-- START SOURCE RECORDS --

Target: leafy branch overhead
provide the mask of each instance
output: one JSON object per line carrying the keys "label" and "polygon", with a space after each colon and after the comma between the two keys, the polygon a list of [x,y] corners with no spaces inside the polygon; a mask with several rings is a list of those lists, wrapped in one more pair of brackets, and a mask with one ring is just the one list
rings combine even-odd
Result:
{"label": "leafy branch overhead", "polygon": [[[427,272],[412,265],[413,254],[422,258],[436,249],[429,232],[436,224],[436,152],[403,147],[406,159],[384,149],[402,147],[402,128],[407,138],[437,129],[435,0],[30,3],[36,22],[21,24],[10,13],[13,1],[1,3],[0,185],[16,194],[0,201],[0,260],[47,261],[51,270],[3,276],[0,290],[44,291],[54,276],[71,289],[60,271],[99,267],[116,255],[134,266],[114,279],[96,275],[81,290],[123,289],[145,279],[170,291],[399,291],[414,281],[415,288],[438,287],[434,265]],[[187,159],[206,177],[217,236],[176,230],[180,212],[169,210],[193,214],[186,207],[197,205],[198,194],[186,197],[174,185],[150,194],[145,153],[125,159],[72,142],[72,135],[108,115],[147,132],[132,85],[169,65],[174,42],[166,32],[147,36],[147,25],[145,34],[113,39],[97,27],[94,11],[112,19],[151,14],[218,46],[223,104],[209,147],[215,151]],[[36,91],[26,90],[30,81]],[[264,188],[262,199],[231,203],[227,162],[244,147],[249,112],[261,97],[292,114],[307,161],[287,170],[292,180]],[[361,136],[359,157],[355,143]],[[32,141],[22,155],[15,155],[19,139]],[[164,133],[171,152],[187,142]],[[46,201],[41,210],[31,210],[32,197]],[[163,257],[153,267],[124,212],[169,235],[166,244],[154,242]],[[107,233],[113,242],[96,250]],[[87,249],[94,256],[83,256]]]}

-- END SOURCE RECORDS --

WORK TO COMPLETE
Render everything from the top of the material down through the line containing "provide the mask of each instance" as a Markdown table with the columns "No." and "Text", numbering each row and omitting blank lines.

ANSWER TO THIS EXERCISE
| No. | Text |
|---|---|
| 1 | Target: leafy branch overhead |
| 2 | provide the mask of each instance |